### Short problem
Retype the data that follows line by line, exactly, and leave its pictures out.

### Data listing
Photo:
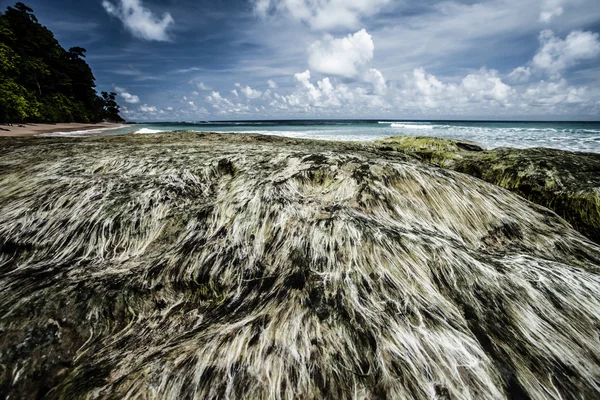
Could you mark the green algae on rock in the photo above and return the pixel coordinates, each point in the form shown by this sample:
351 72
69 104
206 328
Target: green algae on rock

### Written reply
Photo:
Could you mark the green algae on rock in the photo above and return the pixel coordinates, each point in the form shown by this sample:
351 72
69 104
206 328
Target: green algae on rock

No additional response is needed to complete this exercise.